GIVEN DATA –
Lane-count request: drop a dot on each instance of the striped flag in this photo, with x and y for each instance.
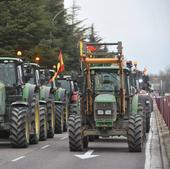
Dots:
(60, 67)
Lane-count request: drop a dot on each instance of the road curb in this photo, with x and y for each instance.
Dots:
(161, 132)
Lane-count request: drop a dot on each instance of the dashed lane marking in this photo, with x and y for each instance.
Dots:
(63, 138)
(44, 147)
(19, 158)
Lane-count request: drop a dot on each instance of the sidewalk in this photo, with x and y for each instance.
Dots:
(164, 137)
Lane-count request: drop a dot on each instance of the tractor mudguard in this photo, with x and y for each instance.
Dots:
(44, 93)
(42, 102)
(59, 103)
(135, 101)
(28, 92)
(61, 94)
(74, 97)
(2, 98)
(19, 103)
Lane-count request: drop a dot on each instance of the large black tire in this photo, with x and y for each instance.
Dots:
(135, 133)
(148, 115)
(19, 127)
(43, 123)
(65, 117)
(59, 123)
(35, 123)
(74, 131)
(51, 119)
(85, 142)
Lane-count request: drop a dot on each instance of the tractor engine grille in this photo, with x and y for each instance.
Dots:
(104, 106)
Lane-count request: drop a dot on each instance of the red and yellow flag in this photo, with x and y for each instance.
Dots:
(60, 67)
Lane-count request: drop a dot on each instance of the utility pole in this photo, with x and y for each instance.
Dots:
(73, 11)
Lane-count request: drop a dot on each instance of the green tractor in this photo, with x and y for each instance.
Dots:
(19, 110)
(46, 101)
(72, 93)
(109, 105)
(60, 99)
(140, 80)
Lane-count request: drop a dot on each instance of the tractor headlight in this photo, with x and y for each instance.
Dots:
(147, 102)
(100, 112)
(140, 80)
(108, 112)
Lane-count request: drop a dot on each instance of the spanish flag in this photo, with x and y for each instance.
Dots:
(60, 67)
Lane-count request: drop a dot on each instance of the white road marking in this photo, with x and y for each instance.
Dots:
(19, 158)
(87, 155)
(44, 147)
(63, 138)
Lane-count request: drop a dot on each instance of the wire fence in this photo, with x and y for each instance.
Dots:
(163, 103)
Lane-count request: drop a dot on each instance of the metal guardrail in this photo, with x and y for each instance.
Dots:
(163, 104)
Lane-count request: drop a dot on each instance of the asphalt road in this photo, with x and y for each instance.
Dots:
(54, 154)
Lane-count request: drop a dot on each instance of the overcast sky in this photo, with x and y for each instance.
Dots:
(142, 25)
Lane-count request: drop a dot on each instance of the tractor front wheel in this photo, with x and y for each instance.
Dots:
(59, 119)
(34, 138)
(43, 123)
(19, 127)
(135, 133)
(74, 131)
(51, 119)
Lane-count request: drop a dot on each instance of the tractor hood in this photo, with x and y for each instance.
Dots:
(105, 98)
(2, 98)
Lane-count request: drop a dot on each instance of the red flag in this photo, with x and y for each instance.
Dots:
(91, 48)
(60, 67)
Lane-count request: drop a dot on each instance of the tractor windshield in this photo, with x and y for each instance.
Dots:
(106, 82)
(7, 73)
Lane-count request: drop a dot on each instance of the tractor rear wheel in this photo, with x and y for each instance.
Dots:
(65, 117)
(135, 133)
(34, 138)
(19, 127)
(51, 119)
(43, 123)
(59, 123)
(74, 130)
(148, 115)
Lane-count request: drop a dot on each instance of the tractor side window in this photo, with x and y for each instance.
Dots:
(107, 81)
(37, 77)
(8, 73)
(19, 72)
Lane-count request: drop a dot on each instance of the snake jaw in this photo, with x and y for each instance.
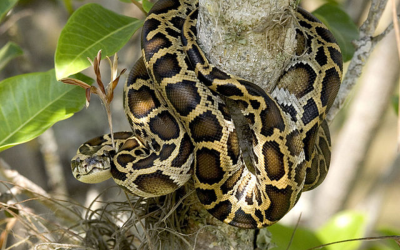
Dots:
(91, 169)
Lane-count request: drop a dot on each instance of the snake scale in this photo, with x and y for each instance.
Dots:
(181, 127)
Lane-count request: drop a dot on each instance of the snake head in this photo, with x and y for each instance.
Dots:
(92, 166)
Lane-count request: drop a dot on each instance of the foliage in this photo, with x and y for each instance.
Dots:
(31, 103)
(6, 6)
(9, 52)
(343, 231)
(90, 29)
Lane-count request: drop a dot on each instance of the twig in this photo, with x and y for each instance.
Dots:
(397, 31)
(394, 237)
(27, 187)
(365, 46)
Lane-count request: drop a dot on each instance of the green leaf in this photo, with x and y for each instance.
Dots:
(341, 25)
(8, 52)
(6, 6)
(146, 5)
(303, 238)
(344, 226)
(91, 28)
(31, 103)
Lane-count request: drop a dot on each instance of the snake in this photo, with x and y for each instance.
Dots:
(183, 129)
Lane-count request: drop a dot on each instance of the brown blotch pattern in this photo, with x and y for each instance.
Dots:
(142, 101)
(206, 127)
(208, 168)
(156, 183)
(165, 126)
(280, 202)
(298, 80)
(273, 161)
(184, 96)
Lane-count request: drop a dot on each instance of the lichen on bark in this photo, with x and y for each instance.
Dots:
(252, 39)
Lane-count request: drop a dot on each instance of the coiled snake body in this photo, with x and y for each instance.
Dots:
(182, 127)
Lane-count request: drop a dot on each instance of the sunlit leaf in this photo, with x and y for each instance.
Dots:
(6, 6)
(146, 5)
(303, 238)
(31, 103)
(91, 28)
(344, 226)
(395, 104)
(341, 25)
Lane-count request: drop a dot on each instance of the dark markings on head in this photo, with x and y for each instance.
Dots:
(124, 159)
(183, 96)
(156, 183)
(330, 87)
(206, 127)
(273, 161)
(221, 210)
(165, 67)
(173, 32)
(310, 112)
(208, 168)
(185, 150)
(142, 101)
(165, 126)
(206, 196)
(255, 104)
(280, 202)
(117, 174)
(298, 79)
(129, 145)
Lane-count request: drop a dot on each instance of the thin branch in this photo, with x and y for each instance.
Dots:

INSTRUCTIONS FOR THE TASK – Return every record exactly, leaving out the pictures.

EXPECTED OUTPUT –
Lane-count request: drop a dot on each instance of the striped flag in this photo, with x and y for each instance.
Dots:
(60, 67)
Lane-count request: drop a dot on each instance of the road curb in this photo, with x and y for each instance.
Dots:
(161, 132)
Lane-count request: drop a dot on each instance of the dashed lane marking in this photo, with x and y for each instance.
Dots:
(63, 138)
(44, 147)
(19, 158)
Lane-count request: drop a dot on each instance of the sidewalk in this photo, with x and y for each instance.
Dots:
(164, 137)
Lane-count request: drop a dot on each instance of the tractor mudguard in this photo, with x and y for each instance.
Dots:
(44, 93)
(42, 102)
(59, 103)
(135, 101)
(28, 92)
(61, 94)
(74, 97)
(2, 98)
(19, 103)
Lane-count request: drop a dot on each instance of the large black tire in this photo, with x and y for each instance.
Dots:
(135, 133)
(148, 115)
(19, 127)
(43, 123)
(65, 117)
(59, 123)
(35, 123)
(74, 131)
(51, 119)
(85, 142)
Lane-count request: drop a dot on each instance of the tractor engine grille in this photo, with x and y for each instance.
Dots:
(104, 106)
Lane-count request: drop a dot on each instance of the red and yellow flag in this photo, with x and y for each instance.
Dots:
(60, 67)
Lane-count request: drop a dot on each instance of the utility pole in this photo, with x and y for each instance.
Dots:
(73, 11)
Lane-count request: drop a dot on each instance of the green tractor in this photo, with x and y for each instance.
Dots:
(19, 110)
(46, 101)
(72, 93)
(109, 105)
(60, 99)
(140, 80)
Lane-count request: drop a dot on each instance of the tractor headlight in this photo, with x and y for each instance.
Dots:
(147, 102)
(100, 112)
(140, 80)
(108, 112)
Lane-count request: drop a dot on each instance of the spanish flag in this photo, with x and y for each instance.
Dots:
(60, 67)
Lane-count request: drop a dot on each instance of the white road marking in this photo, with x and y for each instance.
Dots:
(19, 158)
(87, 155)
(44, 147)
(63, 138)
Lane-count request: drop a dot on each instance of the wire fence in this photo, with x and y for each instance.
Dots:
(163, 103)
Lane-count request: drop a dot on each instance of the metal guardrail in this photo, with x and y for each instance.
Dots:
(163, 104)
Lane-count request: drop a dot on each instance of the asphalt road in this photo, with x and y for each instance.
Dots:
(54, 154)
Lane-count request: drop a dot on each instance of the overcast sky in this photo, with x and y for each instance.
Dots:
(142, 25)
Lane-count request: drop a dot on each instance of the tractor front wheel in this photo, with x and y for each instance.
Dots:
(59, 119)
(34, 138)
(43, 123)
(19, 127)
(135, 133)
(74, 131)
(51, 119)
Lane-count request: drop a dot on each instance of the tractor hood in this photo, with x and y for each instance.
Dots:
(105, 98)
(2, 98)
Lane-count request: drop a dot on each instance of the red flag in this photo, with x and y for each instance.
Dots:
(91, 48)
(60, 67)
Lane-count request: drop a dot on each instance of the tractor windshield in this photo, with x and y for each instance.
Dots:
(106, 82)
(7, 73)
Lane-count request: drop a dot on each instance of the tractor rear wheel in this photo, with x and y for each instance.
Dots:
(65, 117)
(135, 133)
(34, 138)
(19, 127)
(51, 119)
(43, 123)
(59, 123)
(74, 130)
(148, 115)
Lane-count request: drop a dot on each instance of the tractor side window in this photo, with x and y for each instance.
Dots:
(107, 81)
(37, 77)
(8, 73)
(19, 72)
Lane-count request: drop a dot on each instance of the snake jaw in this photo, with x and y for each instance.
Dots:
(91, 169)
Lane-count request: drop a dot on each instance of the snake scale in this photo, with x and y for each instance.
Dots:
(181, 127)
Lane-count request: drop a dot on each instance of the snake head in this photo, with x and y for each instance.
Dots:
(92, 166)
Lane-count request: drop a dot on each instance of the foliage in this photo, with x and y for each instance.
Dots:
(31, 103)
(6, 6)
(9, 52)
(343, 231)
(90, 29)
Lane-count request: drop a dot on each instance of the twig in this photo, with x and y for each instance.
Dots:
(397, 31)
(394, 237)
(27, 187)
(365, 46)
Lane-count request: drop a dot on each instance of the green leaf in this photo, with x and y for each instance.
Dots:
(341, 25)
(8, 52)
(6, 6)
(146, 5)
(303, 238)
(344, 226)
(91, 28)
(31, 103)
Lane-count request: drop a dot on each instance of the snake in this photo, with x and y for each instance.
Dots:
(183, 129)
Lane-count request: drop a dot on each instance of the brown blotch pattern in this photo, with x and y for each instance.
Dots:
(142, 101)
(206, 127)
(208, 168)
(156, 183)
(165, 126)
(280, 202)
(298, 80)
(273, 161)
(184, 96)
Lane-count request: drop a dot on each instance of the lichen on bark in this photo, with x and y for each instance.
Dots:
(252, 39)
Lane-count request: drop a dot on each instance of the coiled snake body in this photo, with x and y for each instance.
Dots:
(182, 127)
Lane-count request: drop a dot on each instance of the sunlit leaf in this photo, with x and y for each instance.
Dots:
(6, 6)
(146, 5)
(303, 238)
(31, 103)
(91, 28)
(344, 226)
(395, 104)
(341, 25)
Lane-count request: drop a dot on each instance of the dark markings on head in this photo, with x and y for each instance.
Dots:
(124, 159)
(183, 96)
(156, 183)
(330, 87)
(206, 127)
(273, 161)
(221, 210)
(165, 67)
(173, 32)
(310, 112)
(208, 168)
(185, 150)
(142, 101)
(165, 126)
(206, 196)
(255, 104)
(280, 202)
(117, 174)
(298, 79)
(129, 145)
Lane-count request: drop a dot on each instance of the thin branch in this photo, with x and y for each instance.
Dots:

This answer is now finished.